* Texte fourni
-----
DPI non soumis à enregistrement : problème de la charge de la preuve
Ce n’est pas parce qu’il n’est pas nécessaire d’enregistrer les secrets commerciaux et le matériel protégé par le droit d’auteur que l’on peut ne pas savoir quand ils ont été acquis par l’entreprise, comment ils sont apparus et par qui ils ont été développés. Plus le temps passe depuis que les droits en question ont été développés, plus il sera difficile d’établir ces faits. Si, à un moment donné, ces droits font l’objet d’un litige (juridique), cela peut avoir de graves conséquences sur les activités de l’entreprise. Si l’entreprise a une politique selon laquelle, pendant les projets, il est régulièrement noté ce qui a été développé et par qui, de tels problèmes peuvent être évités. La tenue d’un journal, par exemple un journal de laboratoire dans le cas d’un développement technologique, peut être un outil très utile à cet égard, à condition que cela soit fait d’une manière qui offre une force probante suffisante à une date ultérieure.
Si cela n’est pas possible, on peut choisir d’effectuer un i-DEPOT à intervalles réguliers (par exemple, tous les six mois) ou de faire appel à un notaire pour conserver un double des informations. Les informations peuvent également être conservées sous forme numérique par le notaire. Ces procédures peuvent également compléter la tenue d’un journal de laboratoire ou d’un carnet de bord.
-----
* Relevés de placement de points
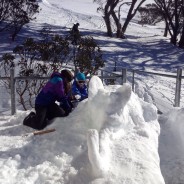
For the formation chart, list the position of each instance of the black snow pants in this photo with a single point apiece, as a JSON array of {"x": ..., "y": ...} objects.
[{"x": 40, "y": 119}]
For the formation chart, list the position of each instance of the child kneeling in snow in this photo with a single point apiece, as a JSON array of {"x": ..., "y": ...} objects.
[{"x": 46, "y": 108}]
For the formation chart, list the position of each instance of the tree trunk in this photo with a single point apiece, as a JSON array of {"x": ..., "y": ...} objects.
[{"x": 118, "y": 25}]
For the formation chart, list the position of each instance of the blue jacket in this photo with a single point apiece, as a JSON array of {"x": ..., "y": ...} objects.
[
  {"x": 52, "y": 91},
  {"x": 77, "y": 90}
]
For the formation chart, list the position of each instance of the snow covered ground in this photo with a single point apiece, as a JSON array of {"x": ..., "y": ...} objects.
[{"x": 116, "y": 136}]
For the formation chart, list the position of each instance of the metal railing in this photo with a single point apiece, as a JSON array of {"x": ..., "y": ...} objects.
[{"x": 103, "y": 76}]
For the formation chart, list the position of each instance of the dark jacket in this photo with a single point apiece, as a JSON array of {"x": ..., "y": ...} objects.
[
  {"x": 77, "y": 90},
  {"x": 52, "y": 91}
]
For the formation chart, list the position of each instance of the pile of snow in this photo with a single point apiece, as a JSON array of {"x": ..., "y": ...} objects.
[{"x": 112, "y": 137}]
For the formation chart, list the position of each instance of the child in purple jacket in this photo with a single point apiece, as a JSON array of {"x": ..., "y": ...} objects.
[{"x": 56, "y": 89}]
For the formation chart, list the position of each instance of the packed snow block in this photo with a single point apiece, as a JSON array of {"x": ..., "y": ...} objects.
[{"x": 132, "y": 155}]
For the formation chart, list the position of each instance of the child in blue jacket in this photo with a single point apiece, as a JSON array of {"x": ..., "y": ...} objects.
[
  {"x": 79, "y": 87},
  {"x": 56, "y": 89}
]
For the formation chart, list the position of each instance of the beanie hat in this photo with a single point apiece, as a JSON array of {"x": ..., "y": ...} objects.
[
  {"x": 67, "y": 74},
  {"x": 80, "y": 77}
]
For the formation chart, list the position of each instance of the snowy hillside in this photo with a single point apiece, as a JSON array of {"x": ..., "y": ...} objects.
[{"x": 116, "y": 135}]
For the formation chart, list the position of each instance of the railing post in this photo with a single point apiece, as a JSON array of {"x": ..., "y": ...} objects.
[
  {"x": 178, "y": 88},
  {"x": 124, "y": 71},
  {"x": 12, "y": 86}
]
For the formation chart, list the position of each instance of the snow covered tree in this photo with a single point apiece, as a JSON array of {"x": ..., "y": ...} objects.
[
  {"x": 172, "y": 10},
  {"x": 14, "y": 14}
]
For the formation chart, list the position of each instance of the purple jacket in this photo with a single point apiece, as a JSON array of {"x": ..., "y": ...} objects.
[{"x": 52, "y": 91}]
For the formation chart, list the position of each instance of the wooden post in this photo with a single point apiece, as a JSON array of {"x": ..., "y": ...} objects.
[
  {"x": 12, "y": 86},
  {"x": 124, "y": 77},
  {"x": 178, "y": 88}
]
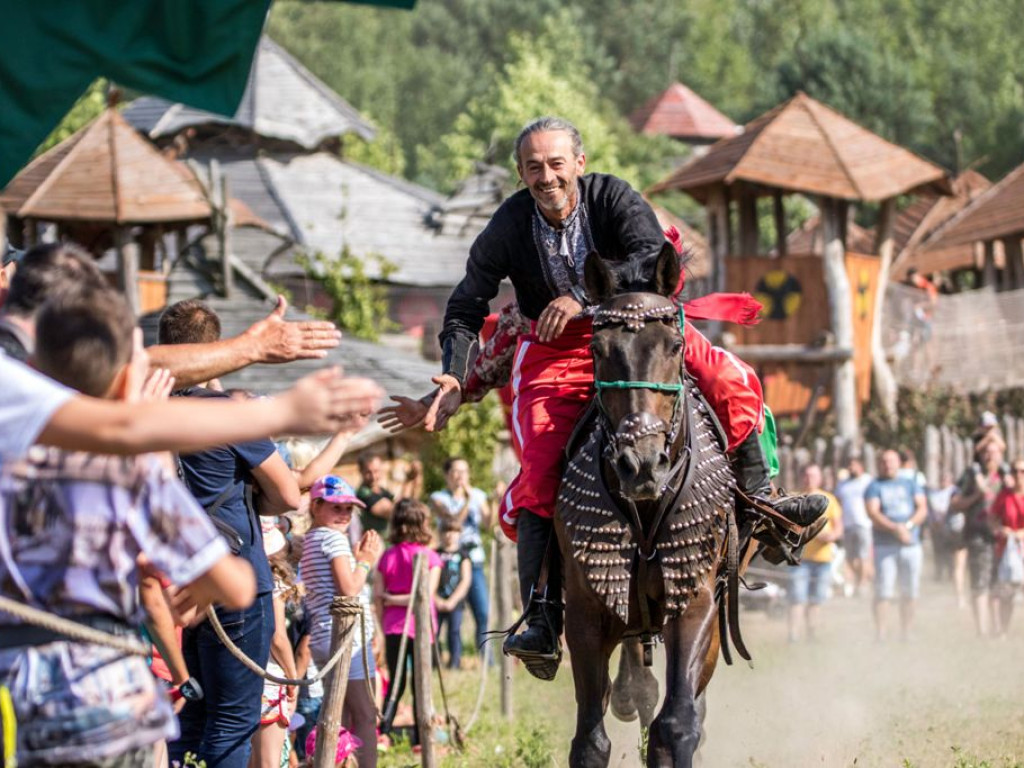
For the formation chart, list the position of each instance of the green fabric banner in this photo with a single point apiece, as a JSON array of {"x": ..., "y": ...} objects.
[{"x": 196, "y": 51}]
-----
* Exercices à réaliser
A) Recopiez les relevés à partir de la ligne qui contient « of the wooden » jusqu'à la fin, ces deux limites comprises, en omettant les images.
B) Poursuivez le texte sur la charge de la preuve après sa dernière phrase.
Les relevés n'ont aucun lien avec le texte sur la charge de la preuve.

* Les réponses
A)
For the formation chart, list the position of each instance of the wooden post in this photo with a single point apiece, as a JSON array of {"x": ..., "y": ...} objects.
[
  {"x": 12, "y": 86},
  {"x": 124, "y": 77},
  {"x": 178, "y": 88}
]
For the formation chart, list the position of each instance of the green fabric banner in this photo with a single point apiece, as a JSON array of {"x": ..., "y": ...} objects.
[{"x": 196, "y": 51}]

B)
En ce qui concerne les secrets d’affaires, nous tenons à souligner l’importance de l’existence de mesures suffisantes et appropriées pour garantir le secret de l’objet. Sans ces éléments, il ne sera pas possible d’invoquer la législation sur la protection des secrets d’affaires. Ainsi, en plus des processus de sauvegarde de la création des secrets commerciaux d’affaires, il doit également y avoir des processus de maintien de secret.
Création de marques, de dessins et de modèles dans le cadre de la stratégie de propriété intellectuelle
Enfin, les droits sur les marques et les dessins et modèles sont des droits qui sont généralement créés à un stade ultérieur du cycle de développement du produit et généralement en dehors de la R&D ou du développement technique au sein d’une entreprise. Par conséquent, selon la structure de l’entreprise, ces droits peuvent ne pas être traités par le département des brevets et des secrets d’affaires. Toutefois, afin de permettre une approche globale des DPI et de poursuivre une stratégie cohérente en matière de PI, il est recommandé qu’au moins une fonction au sein de l’entreprise soit chargée de coordonner tous les DPI et les processus connexes. Un service central de propriété intellectuelle faisant partie d’un service juridique peut inclure une telle fonction de coordination.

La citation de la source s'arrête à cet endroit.